▶ [Goal] Count the lines in the data below that contain the string "asphalt", treating uppercase and lowercase as distinct, and give only the number.

::: Data for this exercise :::

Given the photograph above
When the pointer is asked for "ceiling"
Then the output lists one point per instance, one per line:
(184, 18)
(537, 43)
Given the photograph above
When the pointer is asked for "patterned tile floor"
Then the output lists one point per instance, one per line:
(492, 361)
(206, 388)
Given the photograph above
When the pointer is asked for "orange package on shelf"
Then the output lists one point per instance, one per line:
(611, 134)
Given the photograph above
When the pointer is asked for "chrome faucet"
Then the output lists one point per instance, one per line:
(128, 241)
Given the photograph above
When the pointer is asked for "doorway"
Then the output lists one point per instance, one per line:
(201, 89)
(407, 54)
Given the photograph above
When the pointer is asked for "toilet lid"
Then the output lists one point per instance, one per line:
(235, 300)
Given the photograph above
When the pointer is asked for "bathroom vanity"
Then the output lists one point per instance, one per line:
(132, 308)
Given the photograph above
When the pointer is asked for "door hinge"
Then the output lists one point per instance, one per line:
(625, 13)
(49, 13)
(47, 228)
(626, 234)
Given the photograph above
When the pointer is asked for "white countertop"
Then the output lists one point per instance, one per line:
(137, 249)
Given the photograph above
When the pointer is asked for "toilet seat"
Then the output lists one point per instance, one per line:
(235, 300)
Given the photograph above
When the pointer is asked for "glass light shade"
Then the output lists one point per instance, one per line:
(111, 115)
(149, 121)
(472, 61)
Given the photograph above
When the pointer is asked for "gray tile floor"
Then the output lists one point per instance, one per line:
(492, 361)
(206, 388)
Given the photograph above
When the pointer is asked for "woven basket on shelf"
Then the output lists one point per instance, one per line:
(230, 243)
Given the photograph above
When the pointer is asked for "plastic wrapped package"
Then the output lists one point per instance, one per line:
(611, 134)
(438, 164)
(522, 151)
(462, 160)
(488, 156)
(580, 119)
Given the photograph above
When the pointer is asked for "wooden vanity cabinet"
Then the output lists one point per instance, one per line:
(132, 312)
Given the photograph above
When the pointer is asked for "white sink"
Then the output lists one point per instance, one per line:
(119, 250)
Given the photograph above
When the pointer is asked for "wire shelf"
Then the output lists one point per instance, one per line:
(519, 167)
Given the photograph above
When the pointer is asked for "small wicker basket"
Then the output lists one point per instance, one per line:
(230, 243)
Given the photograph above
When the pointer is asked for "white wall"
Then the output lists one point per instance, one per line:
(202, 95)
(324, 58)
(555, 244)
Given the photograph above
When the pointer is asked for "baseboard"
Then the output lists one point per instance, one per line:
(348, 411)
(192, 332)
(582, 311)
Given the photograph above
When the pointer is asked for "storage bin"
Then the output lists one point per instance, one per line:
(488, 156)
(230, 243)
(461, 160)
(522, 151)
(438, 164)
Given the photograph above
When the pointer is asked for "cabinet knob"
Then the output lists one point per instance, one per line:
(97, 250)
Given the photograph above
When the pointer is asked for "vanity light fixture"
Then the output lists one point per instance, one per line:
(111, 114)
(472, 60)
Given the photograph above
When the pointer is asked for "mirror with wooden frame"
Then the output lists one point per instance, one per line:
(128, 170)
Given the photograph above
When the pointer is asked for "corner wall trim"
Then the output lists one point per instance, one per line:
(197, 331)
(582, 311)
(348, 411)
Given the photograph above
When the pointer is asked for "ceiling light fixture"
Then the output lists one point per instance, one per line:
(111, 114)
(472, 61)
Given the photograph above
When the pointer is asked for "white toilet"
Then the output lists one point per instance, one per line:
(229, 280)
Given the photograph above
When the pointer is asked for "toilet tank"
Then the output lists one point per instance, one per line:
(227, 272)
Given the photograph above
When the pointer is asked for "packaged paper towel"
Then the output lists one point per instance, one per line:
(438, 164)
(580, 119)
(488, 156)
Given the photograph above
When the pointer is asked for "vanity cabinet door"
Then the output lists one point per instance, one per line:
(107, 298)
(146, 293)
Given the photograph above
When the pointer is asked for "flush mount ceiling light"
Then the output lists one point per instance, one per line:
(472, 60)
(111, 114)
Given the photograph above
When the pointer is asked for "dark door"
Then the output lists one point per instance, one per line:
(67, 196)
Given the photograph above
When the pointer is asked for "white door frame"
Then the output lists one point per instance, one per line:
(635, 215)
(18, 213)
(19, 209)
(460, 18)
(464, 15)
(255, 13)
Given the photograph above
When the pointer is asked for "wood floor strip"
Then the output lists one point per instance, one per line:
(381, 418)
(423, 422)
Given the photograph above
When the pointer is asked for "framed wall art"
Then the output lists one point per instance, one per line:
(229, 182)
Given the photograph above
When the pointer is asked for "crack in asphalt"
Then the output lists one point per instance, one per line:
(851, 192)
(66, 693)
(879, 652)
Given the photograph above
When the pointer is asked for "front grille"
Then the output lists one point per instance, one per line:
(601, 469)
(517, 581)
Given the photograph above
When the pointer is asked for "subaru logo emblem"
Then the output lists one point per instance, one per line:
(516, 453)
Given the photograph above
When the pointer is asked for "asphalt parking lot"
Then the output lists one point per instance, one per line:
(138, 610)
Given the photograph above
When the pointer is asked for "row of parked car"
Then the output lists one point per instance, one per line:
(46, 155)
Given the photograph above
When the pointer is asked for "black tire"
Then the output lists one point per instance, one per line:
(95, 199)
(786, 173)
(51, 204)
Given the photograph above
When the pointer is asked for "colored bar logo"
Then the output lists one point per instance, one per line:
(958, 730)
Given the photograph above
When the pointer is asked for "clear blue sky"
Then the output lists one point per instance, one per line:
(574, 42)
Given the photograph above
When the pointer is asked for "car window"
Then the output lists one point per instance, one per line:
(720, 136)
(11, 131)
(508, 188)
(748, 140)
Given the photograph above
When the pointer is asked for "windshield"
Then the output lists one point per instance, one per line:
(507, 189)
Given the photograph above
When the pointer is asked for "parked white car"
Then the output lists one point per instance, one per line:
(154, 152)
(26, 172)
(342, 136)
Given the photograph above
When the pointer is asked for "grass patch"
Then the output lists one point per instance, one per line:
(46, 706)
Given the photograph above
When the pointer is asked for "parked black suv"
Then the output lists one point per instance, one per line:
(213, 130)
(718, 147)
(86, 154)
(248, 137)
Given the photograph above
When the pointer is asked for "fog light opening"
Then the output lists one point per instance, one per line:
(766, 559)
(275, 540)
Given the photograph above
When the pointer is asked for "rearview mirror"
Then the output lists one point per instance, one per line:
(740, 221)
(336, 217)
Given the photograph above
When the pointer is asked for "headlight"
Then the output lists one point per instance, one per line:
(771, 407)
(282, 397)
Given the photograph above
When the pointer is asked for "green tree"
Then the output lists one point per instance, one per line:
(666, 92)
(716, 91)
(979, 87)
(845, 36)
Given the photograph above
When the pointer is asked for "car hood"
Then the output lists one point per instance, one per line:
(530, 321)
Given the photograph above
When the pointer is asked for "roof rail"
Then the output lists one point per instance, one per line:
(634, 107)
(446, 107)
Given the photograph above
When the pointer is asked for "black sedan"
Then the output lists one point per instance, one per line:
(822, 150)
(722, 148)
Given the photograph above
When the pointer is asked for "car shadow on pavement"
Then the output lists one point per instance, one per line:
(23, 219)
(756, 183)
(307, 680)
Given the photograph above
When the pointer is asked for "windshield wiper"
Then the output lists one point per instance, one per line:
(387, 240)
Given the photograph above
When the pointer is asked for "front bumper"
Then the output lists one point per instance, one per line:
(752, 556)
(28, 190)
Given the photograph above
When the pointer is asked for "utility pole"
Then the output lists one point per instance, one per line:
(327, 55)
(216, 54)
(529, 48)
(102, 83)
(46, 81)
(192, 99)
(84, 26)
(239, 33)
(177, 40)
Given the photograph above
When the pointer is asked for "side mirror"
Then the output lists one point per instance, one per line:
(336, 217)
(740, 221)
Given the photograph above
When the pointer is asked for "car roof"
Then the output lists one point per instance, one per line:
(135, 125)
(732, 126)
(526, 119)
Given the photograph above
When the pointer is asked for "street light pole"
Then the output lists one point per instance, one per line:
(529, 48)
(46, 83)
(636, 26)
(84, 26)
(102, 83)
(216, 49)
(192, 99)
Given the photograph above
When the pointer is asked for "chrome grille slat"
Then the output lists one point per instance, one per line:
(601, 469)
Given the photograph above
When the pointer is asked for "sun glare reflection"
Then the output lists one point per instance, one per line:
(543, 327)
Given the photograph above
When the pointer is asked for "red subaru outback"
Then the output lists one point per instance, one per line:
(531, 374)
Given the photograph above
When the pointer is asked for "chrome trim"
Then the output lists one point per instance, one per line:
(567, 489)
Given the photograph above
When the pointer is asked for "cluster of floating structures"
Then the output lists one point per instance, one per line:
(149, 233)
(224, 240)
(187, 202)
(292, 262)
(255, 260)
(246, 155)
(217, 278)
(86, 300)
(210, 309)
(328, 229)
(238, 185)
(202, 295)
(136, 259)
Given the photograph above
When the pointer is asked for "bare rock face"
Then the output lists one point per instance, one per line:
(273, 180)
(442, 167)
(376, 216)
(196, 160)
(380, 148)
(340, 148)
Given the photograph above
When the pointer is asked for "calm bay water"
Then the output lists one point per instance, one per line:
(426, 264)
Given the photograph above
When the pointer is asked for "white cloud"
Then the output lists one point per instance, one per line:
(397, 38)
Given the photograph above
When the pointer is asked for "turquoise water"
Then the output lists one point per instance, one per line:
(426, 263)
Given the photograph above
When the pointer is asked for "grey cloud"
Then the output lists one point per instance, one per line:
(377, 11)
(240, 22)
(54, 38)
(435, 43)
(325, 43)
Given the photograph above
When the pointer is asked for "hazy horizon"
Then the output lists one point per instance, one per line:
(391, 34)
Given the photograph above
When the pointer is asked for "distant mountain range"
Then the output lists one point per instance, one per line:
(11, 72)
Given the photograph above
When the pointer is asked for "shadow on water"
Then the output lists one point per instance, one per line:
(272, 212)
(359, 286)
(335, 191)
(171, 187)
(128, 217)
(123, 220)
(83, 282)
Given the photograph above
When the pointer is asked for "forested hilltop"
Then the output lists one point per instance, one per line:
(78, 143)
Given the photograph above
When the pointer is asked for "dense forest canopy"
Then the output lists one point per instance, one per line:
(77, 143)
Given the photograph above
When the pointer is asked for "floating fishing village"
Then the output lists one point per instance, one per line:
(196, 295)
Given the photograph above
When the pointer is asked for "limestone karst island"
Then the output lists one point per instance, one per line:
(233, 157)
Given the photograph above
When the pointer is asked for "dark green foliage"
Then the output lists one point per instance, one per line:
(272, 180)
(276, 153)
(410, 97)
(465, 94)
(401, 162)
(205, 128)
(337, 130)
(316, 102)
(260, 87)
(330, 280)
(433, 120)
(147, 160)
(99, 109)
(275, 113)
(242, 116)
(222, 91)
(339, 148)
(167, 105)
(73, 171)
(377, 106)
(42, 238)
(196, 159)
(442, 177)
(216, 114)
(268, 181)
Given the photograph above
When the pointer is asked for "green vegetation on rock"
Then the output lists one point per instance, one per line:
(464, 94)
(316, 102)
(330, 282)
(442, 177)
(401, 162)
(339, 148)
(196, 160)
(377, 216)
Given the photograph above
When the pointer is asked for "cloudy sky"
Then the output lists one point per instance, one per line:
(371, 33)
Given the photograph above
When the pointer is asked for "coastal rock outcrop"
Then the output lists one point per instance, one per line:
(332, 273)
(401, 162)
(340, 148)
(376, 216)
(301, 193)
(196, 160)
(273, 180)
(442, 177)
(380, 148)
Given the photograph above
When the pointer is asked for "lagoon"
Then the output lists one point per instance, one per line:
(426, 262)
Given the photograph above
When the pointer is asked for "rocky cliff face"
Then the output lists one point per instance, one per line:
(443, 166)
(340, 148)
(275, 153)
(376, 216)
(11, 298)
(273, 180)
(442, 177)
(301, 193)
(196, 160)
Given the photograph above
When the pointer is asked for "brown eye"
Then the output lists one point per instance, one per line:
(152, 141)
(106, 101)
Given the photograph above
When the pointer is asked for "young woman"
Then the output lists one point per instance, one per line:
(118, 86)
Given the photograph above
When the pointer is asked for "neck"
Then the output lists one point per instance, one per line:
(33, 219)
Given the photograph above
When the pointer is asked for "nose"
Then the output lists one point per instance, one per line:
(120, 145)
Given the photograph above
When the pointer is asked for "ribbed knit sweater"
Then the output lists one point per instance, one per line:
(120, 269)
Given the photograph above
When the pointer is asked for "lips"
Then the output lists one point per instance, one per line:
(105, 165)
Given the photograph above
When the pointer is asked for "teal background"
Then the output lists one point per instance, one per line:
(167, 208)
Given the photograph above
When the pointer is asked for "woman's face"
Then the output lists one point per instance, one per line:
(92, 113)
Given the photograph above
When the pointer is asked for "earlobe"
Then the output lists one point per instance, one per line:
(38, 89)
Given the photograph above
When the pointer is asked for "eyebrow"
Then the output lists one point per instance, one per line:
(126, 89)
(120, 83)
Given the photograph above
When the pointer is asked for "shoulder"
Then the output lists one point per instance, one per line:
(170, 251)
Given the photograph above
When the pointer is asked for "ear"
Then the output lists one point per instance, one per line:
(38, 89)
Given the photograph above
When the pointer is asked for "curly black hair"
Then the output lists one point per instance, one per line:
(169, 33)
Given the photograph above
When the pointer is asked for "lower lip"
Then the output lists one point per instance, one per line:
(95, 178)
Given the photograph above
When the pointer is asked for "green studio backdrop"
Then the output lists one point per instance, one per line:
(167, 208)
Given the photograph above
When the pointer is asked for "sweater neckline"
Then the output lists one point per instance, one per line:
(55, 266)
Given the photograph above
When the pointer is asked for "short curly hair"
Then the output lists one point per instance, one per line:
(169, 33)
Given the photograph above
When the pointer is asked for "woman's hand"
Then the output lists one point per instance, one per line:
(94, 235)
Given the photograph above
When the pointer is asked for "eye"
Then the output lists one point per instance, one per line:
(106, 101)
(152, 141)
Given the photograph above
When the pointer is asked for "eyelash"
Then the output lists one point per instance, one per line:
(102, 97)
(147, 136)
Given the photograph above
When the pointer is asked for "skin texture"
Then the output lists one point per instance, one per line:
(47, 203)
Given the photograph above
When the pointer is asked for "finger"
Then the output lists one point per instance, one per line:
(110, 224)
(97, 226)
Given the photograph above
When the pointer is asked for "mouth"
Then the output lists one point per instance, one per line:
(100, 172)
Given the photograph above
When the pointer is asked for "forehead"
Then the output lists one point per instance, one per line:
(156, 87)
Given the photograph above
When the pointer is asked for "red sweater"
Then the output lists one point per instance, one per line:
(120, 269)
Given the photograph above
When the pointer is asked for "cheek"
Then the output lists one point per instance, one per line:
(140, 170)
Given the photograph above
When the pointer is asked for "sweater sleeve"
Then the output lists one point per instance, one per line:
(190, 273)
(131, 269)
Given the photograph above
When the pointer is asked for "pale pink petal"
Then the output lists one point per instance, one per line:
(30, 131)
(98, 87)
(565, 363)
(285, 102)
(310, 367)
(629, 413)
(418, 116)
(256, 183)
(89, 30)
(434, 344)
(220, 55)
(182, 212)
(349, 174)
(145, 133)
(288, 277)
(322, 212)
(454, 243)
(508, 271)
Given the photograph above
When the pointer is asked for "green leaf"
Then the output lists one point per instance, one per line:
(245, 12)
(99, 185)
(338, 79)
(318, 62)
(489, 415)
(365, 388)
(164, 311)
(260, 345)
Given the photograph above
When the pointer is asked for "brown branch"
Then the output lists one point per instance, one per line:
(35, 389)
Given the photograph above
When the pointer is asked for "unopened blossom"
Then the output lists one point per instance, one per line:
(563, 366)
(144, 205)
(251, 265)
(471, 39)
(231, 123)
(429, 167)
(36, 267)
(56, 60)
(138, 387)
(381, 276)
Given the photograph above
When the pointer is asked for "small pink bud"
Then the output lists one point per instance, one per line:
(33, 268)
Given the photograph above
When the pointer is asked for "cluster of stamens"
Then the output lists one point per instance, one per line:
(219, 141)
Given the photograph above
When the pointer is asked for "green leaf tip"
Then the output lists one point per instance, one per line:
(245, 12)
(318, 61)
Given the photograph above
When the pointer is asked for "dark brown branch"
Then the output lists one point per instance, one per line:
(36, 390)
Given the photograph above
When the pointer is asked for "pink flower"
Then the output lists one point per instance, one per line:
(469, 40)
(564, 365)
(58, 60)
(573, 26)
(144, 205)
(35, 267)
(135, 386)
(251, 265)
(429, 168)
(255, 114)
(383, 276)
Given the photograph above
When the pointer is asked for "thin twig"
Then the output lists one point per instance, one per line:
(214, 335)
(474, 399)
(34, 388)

:::

▶ [Worked answer] 2